Given problem: Give the records below as a two-column CSV with the header request,outline. Write one row per request, holding its text and its answer, each in one quoted field with line breaks turned into spaces, and leave the pictures out.
* begin Supplied material *
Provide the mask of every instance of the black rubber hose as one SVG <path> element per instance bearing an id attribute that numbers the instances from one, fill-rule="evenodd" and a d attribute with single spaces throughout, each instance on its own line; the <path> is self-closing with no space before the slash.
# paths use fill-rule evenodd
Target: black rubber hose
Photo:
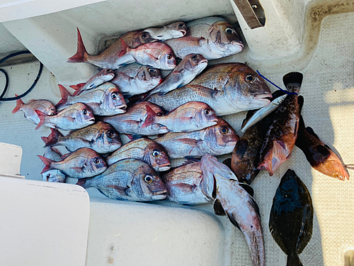
<path id="1" fill-rule="evenodd" d="M 29 53 L 30 53 L 30 51 L 21 51 L 21 52 L 14 52 L 14 53 L 11 54 L 8 56 L 6 56 L 5 57 L 4 57 L 1 60 L 0 60 L 0 64 L 2 63 L 3 62 L 6 61 L 8 58 L 13 57 L 14 56 L 17 56 L 19 55 L 23 55 L 23 54 L 29 54 Z M 18 95 L 16 97 L 10 97 L 10 98 L 4 98 L 4 95 L 5 95 L 5 94 L 6 93 L 8 87 L 8 75 L 7 74 L 7 73 L 5 70 L 0 68 L 0 72 L 4 73 L 4 74 L 5 75 L 5 79 L 6 80 L 6 84 L 5 84 L 5 88 L 4 89 L 4 91 L 1 93 L 1 95 L 0 95 L 0 101 L 15 101 L 15 100 L 21 99 L 21 98 L 26 96 L 27 94 L 28 94 L 30 92 L 30 91 L 32 91 L 32 89 L 36 85 L 36 84 L 38 82 L 38 79 L 40 79 L 40 75 L 42 74 L 42 70 L 43 70 L 43 64 L 42 64 L 40 62 L 40 70 L 38 71 L 38 74 L 37 77 L 35 78 L 35 81 L 33 82 L 33 84 L 32 84 L 32 86 L 27 91 L 25 91 L 24 93 L 23 93 L 22 94 Z"/>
* end Supplied material *
Correct result:
request,outline
"Provide the mask of every instance of the black rubber hose as one SVG <path> element per instance bearing an id attribute that numbers the instances from one, fill-rule=""evenodd"" and a d attribute with single spaces throughout, each instance on its own line; the <path> is self-closing with no space before the slash. # paths use fill-rule evenodd Target: black rubber hose Photo:","<path id=""1"" fill-rule=""evenodd"" d=""M 29 53 L 30 53 L 30 51 L 21 51 L 21 52 L 14 52 L 14 53 L 11 54 L 8 56 L 6 56 L 5 57 L 4 57 L 1 60 L 0 60 L 0 64 L 2 63 L 3 62 L 6 61 L 8 58 L 13 57 L 14 56 L 17 56 L 19 55 L 23 55 L 23 54 L 29 54 Z M 18 95 L 16 97 L 10 97 L 10 98 L 4 98 L 4 95 L 5 95 L 5 94 L 6 93 L 8 87 L 8 75 L 7 74 L 7 73 L 5 70 L 0 68 L 0 72 L 4 73 L 4 74 L 5 75 L 5 79 L 6 80 L 6 84 L 5 84 L 5 88 L 4 89 L 4 91 L 1 93 L 1 95 L 0 95 L 0 101 L 15 101 L 15 100 L 21 99 L 21 98 L 26 96 L 27 94 L 28 94 L 30 92 L 30 91 L 32 91 L 32 89 L 36 85 L 36 84 L 38 82 L 38 79 L 40 79 L 40 75 L 42 74 L 42 70 L 43 70 L 43 64 L 42 64 L 40 62 L 40 70 L 38 71 L 38 74 L 37 77 L 35 78 L 35 81 L 33 82 L 33 84 L 32 84 L 32 86 L 27 91 L 25 91 L 24 93 L 23 93 L 22 94 Z""/>"